Server Health Monitor¶

A live terminal dashboard that shows CPU, RAM, GPU, storage, Docker container status, Fail2ban bans, and SDDM session state — all updating every 2 seconds.

Install the Script¶

sudo nano /usr/local/bin/server-health

Paste the full script:

#!/bin/bash
# server-health — Bazzite server status dashboard
# Live mode: updates every 2 seconds · Ctrl+C to exit

R=$'\033[0m'; DIM=$'\033[2;37m'; BLD=$'\033[1m'
CYN=$'\033[1;36m'; BLU=$'\033[1;34m'; WHT=$'\033[1;37m'
GRN=$'\033[1;32m'; YEL=$'\033[1;33m'; RED=$'\033[1;31m'

THICK="${CYN}$(printf '━%.0s' {1..72})${R}"
THIN="${DIM}$(printf '─%.0s' {1..72})${R}"
REFRESH=2
SLOW_EVERY=4

row()     { printf " ${BLU}%-10s${R} %b\n" "$1" "${*:2}"; }
dot_ok()  { printf "${GRN}●${R}"; }
dot_warn(){ printf "${YEL}●${R}"; }
dot_err() { printf "${RED}●${R}"; }
dot_dim() { printf "${DIM}●${R}"; }

pct_dot() {
  local p=$1 warn=${2:-70} err=${3:-90}
  if (( p >= err )); then dot_err
  elif (( p >= warn )); then dot_warn
  else dot_ok; fi
}

trap 'tput cnorm; printf "\n"; exit 0' INT TERM
[ -t 1 ] && tput civis

# Detect AMD/Intel GPU sysfs node
GPU_DEV=""
for _card in /sys/class/drm/card*/; do
  _vendor=$(cat "${_card}device/vendor" 2>/dev/null)
  [[ "$_vendor" == "0x1002" || "$_vendor" == "0x8086" ]] && \
    { GPU_DEV="${_card}device"; break; }
done

_cpustat() { awk '/^cpu /{print $2,$3,$4,$5,$6,$7,$8; exit}' /proc/stat; }
prev_cs=$(_cpustat); cpu_pct=0

# ── Slow refresh data (network, services) ─────────────────────────
WAN_IP="..."; F2B="0"; NPM_DOT="$(dot_dim)"; NPM_ST="?"

Entries supplied
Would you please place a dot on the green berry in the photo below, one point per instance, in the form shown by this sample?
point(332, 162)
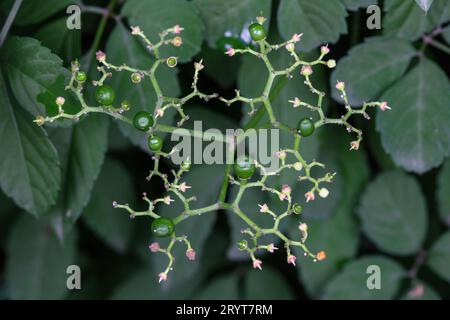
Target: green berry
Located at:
point(162, 227)
point(242, 245)
point(257, 31)
point(125, 105)
point(143, 120)
point(244, 168)
point(80, 76)
point(305, 127)
point(155, 143)
point(136, 77)
point(296, 208)
point(225, 43)
point(105, 95)
point(171, 62)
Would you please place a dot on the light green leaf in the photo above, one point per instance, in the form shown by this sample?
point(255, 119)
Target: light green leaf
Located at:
point(32, 11)
point(81, 149)
point(406, 20)
point(320, 21)
point(356, 4)
point(351, 282)
point(439, 256)
point(268, 284)
point(31, 69)
point(393, 213)
point(63, 41)
point(223, 287)
point(37, 261)
point(30, 172)
point(169, 13)
point(232, 16)
point(141, 96)
point(370, 68)
point(443, 192)
point(416, 132)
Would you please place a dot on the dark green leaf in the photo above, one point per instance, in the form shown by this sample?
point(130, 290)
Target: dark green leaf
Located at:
point(169, 13)
point(439, 256)
point(37, 261)
point(393, 213)
point(320, 21)
point(416, 132)
point(370, 68)
point(230, 17)
point(351, 282)
point(30, 172)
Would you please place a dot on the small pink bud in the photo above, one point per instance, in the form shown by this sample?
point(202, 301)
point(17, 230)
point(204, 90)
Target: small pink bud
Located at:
point(257, 264)
point(340, 86)
point(306, 71)
point(384, 106)
point(154, 247)
point(271, 247)
point(100, 56)
point(190, 254)
point(309, 196)
point(177, 29)
point(291, 259)
point(230, 52)
point(177, 41)
point(324, 50)
point(296, 37)
point(162, 277)
point(263, 208)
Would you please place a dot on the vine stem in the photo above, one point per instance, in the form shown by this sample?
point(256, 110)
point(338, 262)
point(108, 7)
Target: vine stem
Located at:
point(11, 16)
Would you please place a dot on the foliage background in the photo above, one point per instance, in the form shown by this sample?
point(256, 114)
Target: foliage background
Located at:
point(390, 203)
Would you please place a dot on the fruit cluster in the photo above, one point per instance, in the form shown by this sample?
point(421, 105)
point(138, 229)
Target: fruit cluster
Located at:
point(244, 171)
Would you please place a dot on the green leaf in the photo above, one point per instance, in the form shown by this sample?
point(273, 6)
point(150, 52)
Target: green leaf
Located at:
point(32, 11)
point(63, 41)
point(37, 261)
point(142, 13)
point(351, 282)
point(406, 20)
point(338, 235)
point(416, 132)
point(370, 68)
point(427, 293)
point(267, 285)
point(424, 4)
point(230, 17)
point(443, 191)
point(393, 213)
point(320, 21)
point(439, 256)
point(81, 149)
point(30, 172)
point(141, 96)
point(356, 4)
point(113, 226)
point(31, 69)
point(196, 228)
point(223, 287)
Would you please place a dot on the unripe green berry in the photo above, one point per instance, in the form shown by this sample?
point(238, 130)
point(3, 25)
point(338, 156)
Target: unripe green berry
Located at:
point(171, 62)
point(155, 143)
point(80, 76)
point(143, 120)
point(136, 77)
point(242, 245)
point(257, 31)
point(162, 227)
point(305, 127)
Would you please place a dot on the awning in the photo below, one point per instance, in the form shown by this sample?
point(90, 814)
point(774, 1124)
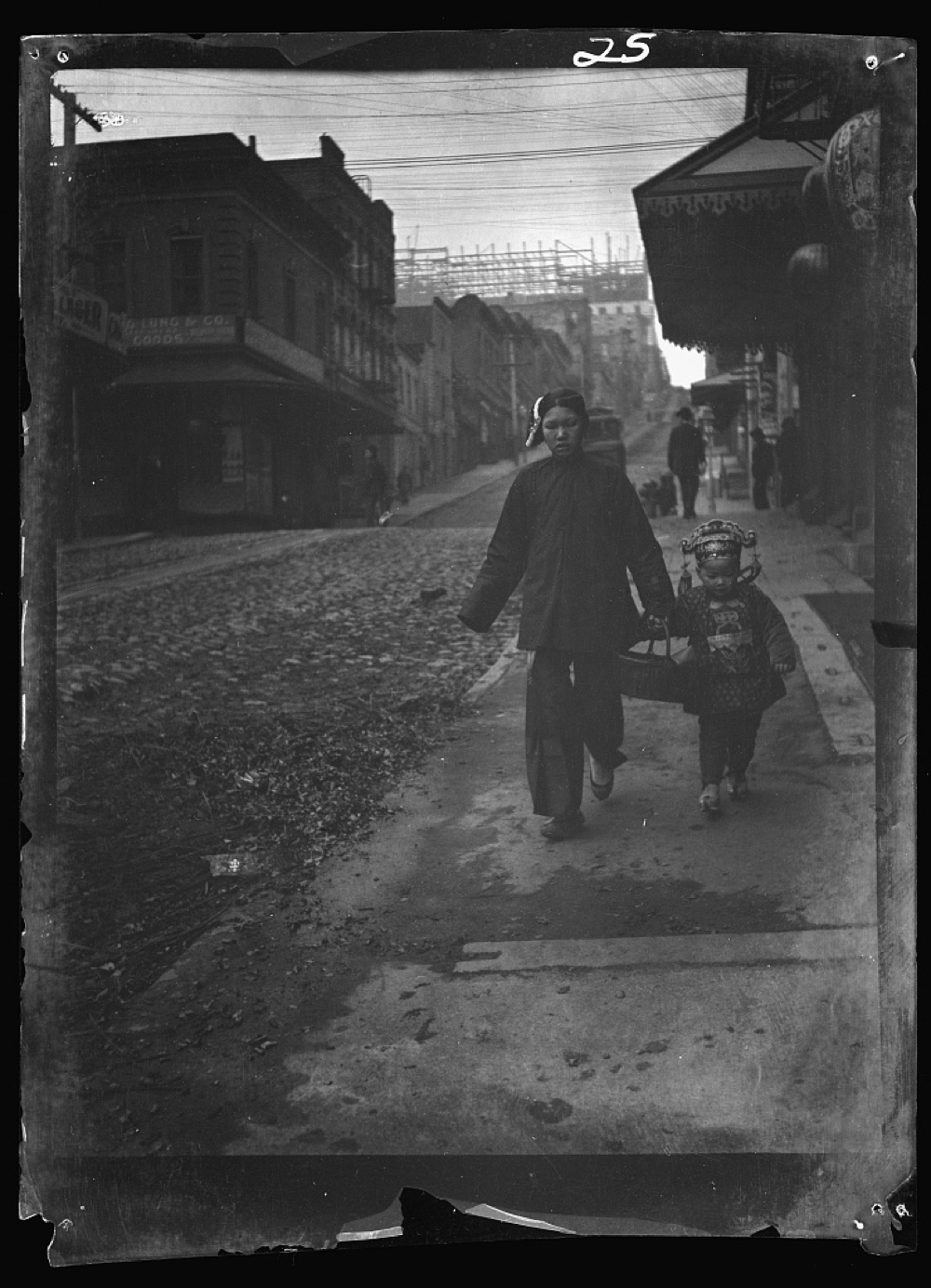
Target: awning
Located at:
point(718, 384)
point(201, 371)
point(719, 230)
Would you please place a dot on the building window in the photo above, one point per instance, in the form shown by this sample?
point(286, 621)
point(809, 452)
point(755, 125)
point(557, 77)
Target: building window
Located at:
point(187, 275)
point(110, 274)
point(290, 307)
point(251, 278)
point(204, 453)
point(319, 321)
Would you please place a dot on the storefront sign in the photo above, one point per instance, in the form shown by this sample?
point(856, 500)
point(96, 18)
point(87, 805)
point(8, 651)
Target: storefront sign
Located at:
point(170, 332)
point(89, 315)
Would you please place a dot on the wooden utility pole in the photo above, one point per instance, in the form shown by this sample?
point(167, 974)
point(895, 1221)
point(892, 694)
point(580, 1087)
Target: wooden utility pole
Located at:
point(46, 230)
point(897, 603)
point(39, 606)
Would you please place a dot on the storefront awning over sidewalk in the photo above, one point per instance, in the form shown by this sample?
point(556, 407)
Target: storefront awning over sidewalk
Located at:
point(201, 371)
point(716, 384)
point(719, 228)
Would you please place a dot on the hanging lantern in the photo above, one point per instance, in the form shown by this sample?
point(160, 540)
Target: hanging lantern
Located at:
point(853, 175)
point(816, 204)
point(809, 274)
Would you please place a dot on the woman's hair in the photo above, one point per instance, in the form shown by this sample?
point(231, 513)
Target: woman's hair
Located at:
point(561, 396)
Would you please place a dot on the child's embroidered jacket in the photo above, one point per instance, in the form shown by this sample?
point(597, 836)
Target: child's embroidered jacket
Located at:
point(735, 646)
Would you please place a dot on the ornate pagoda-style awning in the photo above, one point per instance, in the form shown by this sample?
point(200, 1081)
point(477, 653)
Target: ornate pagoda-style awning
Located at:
point(719, 228)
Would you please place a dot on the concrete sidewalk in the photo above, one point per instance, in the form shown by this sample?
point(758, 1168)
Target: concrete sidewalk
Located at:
point(664, 983)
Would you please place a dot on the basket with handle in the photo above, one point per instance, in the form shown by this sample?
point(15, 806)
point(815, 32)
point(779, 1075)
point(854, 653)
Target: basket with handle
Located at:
point(652, 675)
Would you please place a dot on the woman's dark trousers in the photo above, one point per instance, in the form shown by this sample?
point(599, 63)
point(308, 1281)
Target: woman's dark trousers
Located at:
point(726, 742)
point(565, 714)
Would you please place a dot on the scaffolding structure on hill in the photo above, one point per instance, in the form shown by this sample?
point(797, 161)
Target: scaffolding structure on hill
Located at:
point(421, 274)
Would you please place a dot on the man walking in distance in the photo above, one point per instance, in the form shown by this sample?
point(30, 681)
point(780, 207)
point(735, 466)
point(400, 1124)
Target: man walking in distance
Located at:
point(685, 458)
point(375, 487)
point(571, 527)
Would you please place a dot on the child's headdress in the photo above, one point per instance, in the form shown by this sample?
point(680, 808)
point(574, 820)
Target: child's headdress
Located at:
point(571, 398)
point(719, 539)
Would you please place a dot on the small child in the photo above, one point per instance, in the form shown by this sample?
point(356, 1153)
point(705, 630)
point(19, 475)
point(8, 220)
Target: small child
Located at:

Directives
a: Write out the server health monitor page again from "A live terminal" through "every 2 seconds.", swapping "Docker" for "Podman".
b: In the server health monitor page, what command opens the script file for editing?

Answers for this exercise
a:
A live terminal dashboard that shows CPU, RAM, GPU, storage, Podman container status, Fail2ban bans, and SDDM session state — all updating every 2 seconds.

b: sudo nano /usr/local/bin/server-health